Exercise inputs:
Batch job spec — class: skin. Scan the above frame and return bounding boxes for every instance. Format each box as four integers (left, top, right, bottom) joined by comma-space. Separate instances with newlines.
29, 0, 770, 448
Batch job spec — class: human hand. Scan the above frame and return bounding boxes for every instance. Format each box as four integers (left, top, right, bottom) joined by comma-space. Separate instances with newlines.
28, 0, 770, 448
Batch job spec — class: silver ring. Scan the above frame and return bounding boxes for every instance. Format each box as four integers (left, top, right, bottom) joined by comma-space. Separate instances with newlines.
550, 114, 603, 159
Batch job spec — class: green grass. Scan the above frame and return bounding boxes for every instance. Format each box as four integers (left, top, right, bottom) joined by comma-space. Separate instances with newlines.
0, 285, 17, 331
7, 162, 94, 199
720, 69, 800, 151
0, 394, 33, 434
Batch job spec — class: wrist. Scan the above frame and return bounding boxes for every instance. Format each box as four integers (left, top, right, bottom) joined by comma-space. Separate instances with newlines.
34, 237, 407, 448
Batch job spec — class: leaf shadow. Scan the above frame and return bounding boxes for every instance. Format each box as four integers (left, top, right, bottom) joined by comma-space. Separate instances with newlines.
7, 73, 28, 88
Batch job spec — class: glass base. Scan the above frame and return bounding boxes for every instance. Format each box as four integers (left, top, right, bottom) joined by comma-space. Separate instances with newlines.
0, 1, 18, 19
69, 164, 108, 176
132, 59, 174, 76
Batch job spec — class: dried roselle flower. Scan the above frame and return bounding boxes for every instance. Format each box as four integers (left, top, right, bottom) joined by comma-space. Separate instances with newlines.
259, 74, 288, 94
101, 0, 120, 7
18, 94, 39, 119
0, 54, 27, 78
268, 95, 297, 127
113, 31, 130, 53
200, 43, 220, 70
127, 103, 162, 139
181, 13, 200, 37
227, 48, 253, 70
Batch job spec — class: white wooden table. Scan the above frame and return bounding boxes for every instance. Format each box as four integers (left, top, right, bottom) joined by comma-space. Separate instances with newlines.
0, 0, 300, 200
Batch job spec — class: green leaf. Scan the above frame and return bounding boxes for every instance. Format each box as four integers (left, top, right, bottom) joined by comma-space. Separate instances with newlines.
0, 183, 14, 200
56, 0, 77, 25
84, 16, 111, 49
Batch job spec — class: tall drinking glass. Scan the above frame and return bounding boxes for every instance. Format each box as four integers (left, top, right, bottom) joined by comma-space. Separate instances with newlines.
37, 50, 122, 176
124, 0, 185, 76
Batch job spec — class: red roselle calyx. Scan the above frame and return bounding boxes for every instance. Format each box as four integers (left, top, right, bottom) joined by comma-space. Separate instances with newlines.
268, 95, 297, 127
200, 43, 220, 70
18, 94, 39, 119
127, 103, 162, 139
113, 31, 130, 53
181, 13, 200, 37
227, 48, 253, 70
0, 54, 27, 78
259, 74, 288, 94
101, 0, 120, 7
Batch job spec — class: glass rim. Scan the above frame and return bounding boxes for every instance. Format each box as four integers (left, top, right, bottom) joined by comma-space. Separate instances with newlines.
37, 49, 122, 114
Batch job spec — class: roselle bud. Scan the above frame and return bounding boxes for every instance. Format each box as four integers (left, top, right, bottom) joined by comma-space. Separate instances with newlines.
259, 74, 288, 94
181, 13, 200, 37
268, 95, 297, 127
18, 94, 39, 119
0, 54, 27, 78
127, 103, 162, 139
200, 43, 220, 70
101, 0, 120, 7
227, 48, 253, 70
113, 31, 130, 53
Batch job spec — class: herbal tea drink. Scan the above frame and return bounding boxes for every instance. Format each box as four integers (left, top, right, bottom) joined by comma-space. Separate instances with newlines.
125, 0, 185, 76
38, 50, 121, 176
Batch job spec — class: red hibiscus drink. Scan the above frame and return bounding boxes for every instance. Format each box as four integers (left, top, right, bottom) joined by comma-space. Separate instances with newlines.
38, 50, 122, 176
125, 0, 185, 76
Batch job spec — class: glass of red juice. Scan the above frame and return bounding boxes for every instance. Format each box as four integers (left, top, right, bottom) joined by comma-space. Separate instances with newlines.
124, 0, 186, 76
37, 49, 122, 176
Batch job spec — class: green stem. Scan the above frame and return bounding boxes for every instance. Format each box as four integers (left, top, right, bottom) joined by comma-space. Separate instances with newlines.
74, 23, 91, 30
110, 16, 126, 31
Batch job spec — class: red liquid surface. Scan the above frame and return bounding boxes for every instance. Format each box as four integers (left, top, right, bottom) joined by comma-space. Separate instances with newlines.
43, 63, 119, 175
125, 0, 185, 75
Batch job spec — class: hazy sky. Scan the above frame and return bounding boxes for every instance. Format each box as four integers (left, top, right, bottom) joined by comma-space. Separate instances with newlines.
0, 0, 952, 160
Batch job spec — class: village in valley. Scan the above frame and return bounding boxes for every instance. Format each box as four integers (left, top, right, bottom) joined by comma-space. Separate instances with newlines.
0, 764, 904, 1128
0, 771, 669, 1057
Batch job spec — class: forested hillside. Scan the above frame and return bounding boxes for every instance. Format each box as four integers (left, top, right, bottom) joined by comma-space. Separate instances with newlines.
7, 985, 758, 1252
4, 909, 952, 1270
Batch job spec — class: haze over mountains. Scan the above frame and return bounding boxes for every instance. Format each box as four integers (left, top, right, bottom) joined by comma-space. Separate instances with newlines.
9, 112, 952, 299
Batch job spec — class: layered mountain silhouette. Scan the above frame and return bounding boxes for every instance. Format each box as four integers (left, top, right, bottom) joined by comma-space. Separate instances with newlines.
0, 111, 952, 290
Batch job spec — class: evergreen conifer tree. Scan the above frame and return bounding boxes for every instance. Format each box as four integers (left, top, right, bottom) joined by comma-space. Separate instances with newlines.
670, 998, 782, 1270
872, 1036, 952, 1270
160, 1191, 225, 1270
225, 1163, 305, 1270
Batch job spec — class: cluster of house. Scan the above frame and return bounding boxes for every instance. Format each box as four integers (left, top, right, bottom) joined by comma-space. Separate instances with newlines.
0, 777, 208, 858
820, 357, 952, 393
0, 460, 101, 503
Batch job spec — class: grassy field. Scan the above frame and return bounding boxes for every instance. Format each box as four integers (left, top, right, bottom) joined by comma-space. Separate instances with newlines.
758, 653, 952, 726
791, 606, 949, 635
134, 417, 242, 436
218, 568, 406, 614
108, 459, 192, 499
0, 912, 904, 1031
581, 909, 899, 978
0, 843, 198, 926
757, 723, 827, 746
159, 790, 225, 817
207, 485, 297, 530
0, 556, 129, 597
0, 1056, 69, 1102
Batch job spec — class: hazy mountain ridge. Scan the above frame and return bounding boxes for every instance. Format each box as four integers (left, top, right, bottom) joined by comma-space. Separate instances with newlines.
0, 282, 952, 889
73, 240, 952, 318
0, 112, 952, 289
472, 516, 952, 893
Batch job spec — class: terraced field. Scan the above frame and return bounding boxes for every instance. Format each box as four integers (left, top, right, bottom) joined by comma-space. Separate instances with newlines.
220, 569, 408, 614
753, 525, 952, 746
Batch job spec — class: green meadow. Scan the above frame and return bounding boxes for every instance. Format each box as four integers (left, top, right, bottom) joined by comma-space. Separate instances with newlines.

Task details:
Reproduce the data above, starting at its first line and ending at the line containing "34, 237, 407, 448", with both of those lines included. Shift every bounding-box coordinate by adding -148 to it, and keep all other text unchanged.

Written solution:
Batch job spec — class: skin. Scan the above frame and return bounding boxes for every instance. Format each box as four integers (left, top, right, bottom) joined by comma-space. Separate instances with newlines.
-119, -148, 622, 300
Batch job spec — class: human hand. Scan the above frame and return bounding boxes for every instance. Format each box as four integers (left, top, right, bottom) joined by comma-space. Separate instances with newlines.
-120, -148, 622, 300
Batch job spec — class: silver ring. Scan the above frame and return bounding boxes for every instance. Format each box as four integers (left, top, right, bottom) joined by comma-space. Separate instances with newlines.
402, -34, 455, 11
Batch job spec — class: green grass. Scan the above frame and return bounding boxes for every instance. Format each box as four integers (left, top, right, bottom) joined by comma-space. Separate instances with newlines.
-148, 137, -131, 183
-141, 14, -54, 51
572, -79, 652, 3
-148, 246, -115, 286
Batch job spec — class: wrist. Scan the above frame and return bounding boxes for every instance. Format each box as four integers (left, top, right, bottom) joined by comma-space. Separate instances with newlines.
-114, 89, 259, 300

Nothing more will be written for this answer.